══ Data for this task
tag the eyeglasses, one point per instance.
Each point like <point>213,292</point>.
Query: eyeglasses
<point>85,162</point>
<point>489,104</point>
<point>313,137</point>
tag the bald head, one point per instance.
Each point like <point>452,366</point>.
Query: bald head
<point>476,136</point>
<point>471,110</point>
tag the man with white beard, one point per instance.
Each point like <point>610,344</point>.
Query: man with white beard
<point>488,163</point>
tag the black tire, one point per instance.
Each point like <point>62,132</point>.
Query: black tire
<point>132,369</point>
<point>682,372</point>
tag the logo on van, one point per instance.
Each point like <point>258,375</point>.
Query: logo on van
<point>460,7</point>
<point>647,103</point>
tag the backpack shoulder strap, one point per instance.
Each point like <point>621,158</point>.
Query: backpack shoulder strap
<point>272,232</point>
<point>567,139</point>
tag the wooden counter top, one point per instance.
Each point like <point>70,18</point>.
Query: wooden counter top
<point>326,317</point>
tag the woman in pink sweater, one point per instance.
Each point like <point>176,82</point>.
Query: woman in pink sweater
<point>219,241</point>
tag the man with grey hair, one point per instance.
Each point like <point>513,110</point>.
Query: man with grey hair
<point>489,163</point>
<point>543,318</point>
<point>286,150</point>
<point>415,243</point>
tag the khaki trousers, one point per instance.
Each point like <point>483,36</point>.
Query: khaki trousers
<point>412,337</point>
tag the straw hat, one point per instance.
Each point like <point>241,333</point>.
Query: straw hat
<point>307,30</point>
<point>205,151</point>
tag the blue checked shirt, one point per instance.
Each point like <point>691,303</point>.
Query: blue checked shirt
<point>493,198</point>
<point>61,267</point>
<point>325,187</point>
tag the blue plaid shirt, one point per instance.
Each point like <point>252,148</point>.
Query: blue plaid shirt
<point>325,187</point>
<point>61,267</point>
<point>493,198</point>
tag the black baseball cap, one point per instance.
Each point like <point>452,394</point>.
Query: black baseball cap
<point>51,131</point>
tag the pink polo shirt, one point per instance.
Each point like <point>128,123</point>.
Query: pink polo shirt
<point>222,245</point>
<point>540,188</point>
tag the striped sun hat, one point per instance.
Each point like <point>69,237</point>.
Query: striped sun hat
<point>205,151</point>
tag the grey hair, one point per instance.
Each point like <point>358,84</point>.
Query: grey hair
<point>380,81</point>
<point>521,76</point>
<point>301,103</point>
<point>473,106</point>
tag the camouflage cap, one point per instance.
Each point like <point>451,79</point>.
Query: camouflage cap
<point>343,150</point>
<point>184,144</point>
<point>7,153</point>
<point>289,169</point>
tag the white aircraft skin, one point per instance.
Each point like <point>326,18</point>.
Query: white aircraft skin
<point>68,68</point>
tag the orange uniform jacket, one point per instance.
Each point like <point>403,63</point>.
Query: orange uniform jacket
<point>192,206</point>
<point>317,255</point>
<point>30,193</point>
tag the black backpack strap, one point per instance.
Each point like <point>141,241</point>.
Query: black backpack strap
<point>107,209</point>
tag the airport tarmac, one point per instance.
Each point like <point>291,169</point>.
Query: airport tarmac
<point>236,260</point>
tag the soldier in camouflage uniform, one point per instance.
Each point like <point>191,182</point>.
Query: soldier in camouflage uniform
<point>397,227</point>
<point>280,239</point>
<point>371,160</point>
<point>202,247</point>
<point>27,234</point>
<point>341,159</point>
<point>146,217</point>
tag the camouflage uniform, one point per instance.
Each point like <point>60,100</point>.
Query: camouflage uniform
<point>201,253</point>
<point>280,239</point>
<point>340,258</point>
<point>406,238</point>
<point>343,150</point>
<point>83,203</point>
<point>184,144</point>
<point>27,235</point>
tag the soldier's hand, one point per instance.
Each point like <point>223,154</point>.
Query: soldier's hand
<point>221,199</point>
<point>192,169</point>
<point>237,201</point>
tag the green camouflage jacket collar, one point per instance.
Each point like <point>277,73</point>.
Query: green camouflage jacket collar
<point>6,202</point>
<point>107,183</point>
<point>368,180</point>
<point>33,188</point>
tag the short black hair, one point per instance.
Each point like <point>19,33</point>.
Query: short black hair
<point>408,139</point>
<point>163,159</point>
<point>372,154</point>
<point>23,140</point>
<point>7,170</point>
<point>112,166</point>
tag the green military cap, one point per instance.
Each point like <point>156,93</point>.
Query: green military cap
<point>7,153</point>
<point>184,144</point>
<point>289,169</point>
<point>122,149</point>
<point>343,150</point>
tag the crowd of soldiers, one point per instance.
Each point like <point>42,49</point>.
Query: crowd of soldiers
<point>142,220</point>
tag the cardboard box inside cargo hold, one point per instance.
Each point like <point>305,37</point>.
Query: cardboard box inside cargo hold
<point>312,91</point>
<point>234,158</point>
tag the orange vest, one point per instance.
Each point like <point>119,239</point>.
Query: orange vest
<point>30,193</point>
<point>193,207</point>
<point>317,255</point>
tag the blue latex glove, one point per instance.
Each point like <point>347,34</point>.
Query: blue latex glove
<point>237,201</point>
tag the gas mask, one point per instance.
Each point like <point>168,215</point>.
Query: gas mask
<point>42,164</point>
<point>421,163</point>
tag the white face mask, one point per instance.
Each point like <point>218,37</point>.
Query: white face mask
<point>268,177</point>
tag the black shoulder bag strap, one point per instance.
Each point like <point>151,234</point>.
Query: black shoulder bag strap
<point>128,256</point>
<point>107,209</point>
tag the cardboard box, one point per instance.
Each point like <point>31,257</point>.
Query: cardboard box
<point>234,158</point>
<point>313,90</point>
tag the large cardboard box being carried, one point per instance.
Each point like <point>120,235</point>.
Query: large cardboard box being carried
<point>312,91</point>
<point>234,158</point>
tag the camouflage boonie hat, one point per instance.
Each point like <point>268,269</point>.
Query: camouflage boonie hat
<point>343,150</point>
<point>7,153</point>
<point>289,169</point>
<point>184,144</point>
════
**Assigned task:** Extract every line from the one with "Each point like <point>268,269</point>." down to the final line above, both included, exactly as written.

**Solution to this exercise:**
Each point like <point>268,269</point>.
Query: camouflage boonie hat
<point>343,150</point>
<point>7,153</point>
<point>289,169</point>
<point>184,144</point>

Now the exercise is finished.